## [ФРАГМЕНТ ДОКУМЕНТА]
***

Кольцо сжимается: сможет ли Москва удержать постсоветское пространство?

Дмитрий Андреев
заместитель декана исторического факультета МГУ им. М.В. Ломоносова
25 декабря 2020, 15:35

России пока удается лавировать на постсоветском пространстве, более или мене удачно решать текущие вопросы, но при этом она совершенно не смотрит вдаль. «Текучка» отнимает все ее силы, в то время как 2020 год показал исчерпанность единственной стратегии Москвы на своей периферии — мягкого или жесткого «принуждения к партнерству»

Валерий Шарифулин/ТАСС
Военный парад, посвященный окончанию конфликта в Нагорном Карабахе, в Баку
Читайте Monocle.ru в

Вопрос о том, каким законам подчиняется сегодня интеграция на постсоветском пространстве, пережившем в этом году столько потрясений, во многом связан с историей этого региона. А если точнее — с историей российской политики на своей периферии. Изначально это пространство объединялось и оформлялось логикой жизни империи — то есть приращением все новых и новых территорий. В точно такой же логике действовала и «красная империя» СССР.

При этом оба государства удерживали территории главным образом не за счет привязывания к себе их экономических интересов и тем более не вследствие какого-либо политического конструирования, а буквально подключая идентичности народов, населявших эти земли, к единому российскому культурному полю.

В нынешних условиях Россия не имеет возможности действовать так же. Непосредственное включение новых территорий сопровождается сейчас, в отличие от начала XX века и тем более от XVIII—XIX веков, международными скандалами и санкциями.

***

## [ЗАПИСАННЫЕ ДАННЫЕ]
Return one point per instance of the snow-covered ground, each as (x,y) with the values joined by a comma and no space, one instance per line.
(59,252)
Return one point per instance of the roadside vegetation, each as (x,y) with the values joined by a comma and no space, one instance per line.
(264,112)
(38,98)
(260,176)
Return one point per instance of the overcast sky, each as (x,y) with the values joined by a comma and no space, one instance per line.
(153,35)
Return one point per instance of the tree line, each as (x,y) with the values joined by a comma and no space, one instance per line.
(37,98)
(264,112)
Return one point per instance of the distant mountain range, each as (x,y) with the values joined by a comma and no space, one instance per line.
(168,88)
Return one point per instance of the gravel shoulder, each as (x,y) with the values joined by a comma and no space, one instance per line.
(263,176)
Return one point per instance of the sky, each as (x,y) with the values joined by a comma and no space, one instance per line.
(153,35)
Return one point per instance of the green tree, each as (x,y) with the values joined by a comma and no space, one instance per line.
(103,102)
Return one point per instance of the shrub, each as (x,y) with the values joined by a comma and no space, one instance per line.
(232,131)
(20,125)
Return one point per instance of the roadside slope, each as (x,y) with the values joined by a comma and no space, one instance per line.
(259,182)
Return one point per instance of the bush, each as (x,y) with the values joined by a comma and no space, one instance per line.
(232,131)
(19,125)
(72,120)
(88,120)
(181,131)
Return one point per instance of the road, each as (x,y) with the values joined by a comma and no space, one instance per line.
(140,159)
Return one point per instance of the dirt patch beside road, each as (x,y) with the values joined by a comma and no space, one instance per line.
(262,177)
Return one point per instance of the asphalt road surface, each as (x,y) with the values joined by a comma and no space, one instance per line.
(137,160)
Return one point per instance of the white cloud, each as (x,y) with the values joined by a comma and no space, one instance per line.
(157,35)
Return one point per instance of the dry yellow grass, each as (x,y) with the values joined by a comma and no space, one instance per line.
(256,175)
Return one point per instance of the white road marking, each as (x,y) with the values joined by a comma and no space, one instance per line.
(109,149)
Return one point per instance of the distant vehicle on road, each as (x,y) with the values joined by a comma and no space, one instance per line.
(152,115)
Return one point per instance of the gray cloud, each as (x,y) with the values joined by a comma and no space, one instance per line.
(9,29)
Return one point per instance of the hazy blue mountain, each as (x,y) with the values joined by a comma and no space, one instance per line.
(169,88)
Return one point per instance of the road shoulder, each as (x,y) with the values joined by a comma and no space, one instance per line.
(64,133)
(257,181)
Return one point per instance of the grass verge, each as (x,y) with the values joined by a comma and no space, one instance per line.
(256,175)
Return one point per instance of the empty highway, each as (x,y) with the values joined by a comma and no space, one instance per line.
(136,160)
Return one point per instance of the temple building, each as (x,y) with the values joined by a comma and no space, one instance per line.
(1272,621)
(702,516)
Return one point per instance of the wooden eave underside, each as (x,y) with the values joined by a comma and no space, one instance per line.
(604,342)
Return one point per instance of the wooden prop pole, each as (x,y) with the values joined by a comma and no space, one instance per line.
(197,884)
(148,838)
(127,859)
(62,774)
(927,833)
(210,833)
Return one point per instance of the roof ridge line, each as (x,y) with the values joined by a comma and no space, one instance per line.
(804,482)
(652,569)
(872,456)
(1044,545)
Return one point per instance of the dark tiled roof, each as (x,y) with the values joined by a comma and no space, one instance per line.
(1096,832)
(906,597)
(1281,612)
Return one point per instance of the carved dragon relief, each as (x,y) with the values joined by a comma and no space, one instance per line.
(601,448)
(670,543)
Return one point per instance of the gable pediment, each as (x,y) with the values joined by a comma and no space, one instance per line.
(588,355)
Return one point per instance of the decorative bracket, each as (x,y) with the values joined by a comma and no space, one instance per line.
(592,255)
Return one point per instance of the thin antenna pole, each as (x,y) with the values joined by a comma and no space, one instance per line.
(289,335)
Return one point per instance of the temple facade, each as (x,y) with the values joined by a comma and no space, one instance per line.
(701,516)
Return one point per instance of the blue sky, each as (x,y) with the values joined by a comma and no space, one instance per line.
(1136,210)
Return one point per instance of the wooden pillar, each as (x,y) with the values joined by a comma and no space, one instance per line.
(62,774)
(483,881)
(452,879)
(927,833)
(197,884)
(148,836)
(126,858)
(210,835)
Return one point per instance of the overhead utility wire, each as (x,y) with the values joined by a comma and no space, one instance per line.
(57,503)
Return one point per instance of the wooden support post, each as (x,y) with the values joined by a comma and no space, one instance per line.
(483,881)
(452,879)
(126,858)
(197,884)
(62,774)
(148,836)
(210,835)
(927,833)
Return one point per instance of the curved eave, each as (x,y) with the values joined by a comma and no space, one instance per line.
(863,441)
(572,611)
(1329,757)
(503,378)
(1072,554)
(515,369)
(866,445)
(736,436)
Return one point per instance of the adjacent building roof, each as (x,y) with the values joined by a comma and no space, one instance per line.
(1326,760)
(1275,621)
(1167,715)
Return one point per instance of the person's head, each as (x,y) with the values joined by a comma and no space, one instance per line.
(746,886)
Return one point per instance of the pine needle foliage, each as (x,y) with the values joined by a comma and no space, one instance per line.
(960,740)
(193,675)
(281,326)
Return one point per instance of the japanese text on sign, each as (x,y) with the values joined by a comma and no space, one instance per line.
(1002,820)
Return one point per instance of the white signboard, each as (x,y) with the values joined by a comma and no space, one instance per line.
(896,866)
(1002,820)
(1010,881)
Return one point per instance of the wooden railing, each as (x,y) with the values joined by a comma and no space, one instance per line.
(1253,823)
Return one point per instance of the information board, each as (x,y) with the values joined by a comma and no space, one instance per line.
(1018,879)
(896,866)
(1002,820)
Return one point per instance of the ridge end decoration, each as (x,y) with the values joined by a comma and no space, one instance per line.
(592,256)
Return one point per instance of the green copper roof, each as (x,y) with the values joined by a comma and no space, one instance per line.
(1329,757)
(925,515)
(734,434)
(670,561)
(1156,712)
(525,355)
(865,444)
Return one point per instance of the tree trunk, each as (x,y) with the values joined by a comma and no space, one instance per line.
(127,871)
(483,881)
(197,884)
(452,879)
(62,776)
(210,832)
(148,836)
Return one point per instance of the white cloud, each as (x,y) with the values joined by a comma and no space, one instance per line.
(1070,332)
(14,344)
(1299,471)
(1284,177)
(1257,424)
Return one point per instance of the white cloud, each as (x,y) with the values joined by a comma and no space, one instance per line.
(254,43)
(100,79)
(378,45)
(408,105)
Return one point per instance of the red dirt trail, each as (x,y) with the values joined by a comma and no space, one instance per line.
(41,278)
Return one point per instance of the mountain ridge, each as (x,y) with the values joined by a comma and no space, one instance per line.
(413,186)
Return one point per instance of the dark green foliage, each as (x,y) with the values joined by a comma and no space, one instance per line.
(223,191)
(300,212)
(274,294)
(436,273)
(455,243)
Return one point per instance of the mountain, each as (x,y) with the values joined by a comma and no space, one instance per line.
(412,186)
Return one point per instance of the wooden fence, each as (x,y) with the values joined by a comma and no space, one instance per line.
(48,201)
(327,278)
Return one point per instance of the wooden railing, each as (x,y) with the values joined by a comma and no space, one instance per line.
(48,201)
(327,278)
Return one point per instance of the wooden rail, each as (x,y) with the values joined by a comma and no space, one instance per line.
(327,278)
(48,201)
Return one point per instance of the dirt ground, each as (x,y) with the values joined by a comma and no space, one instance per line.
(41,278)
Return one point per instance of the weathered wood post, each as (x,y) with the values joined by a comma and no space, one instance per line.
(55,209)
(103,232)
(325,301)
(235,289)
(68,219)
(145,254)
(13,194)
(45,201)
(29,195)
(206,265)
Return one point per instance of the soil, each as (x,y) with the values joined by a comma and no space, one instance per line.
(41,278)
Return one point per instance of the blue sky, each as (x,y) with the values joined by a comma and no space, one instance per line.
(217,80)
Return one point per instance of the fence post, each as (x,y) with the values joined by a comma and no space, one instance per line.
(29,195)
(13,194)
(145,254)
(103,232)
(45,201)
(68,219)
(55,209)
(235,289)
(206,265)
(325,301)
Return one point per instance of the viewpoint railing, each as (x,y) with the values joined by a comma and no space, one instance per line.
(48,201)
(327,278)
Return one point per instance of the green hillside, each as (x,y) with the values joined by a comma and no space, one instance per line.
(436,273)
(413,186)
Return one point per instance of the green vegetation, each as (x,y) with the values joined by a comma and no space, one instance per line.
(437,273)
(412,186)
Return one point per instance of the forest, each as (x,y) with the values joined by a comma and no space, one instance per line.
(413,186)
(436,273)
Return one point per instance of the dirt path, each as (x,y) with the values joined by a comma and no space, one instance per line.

***

## [УСЛОВИЕ ЗАДАЧИ]
Перепишите без изменений отрывок из статьи о постсоветском пространстве: всё от слов «Вопрос о том, каким» вниз до слов «российскому культурному полю.» включительно.

## [ОТВЕТ К ЗАДАЧЕ]
Вопрос о том, каким законам подчиняется сегодня интеграция на постсоветском пространстве, пережившем в этом году столько потрясений, во многом связан с историей этого региона. А если точнее — с историей российской политики на своей периферии. Изначально это пространство объединялось и оформлялось логикой жизни империи — то есть приращением все новых и новых территорий. В точно такой же логике действовала и «красная империя» СССР.

При этом оба государства удерживали территории главным образом не за счет привязывания к себе их экономических интересов и тем более не вследствие какого-либо политического конструирования, а буквально подключая идентичности народов, населявших эти земли, к единому российскому культурному полю.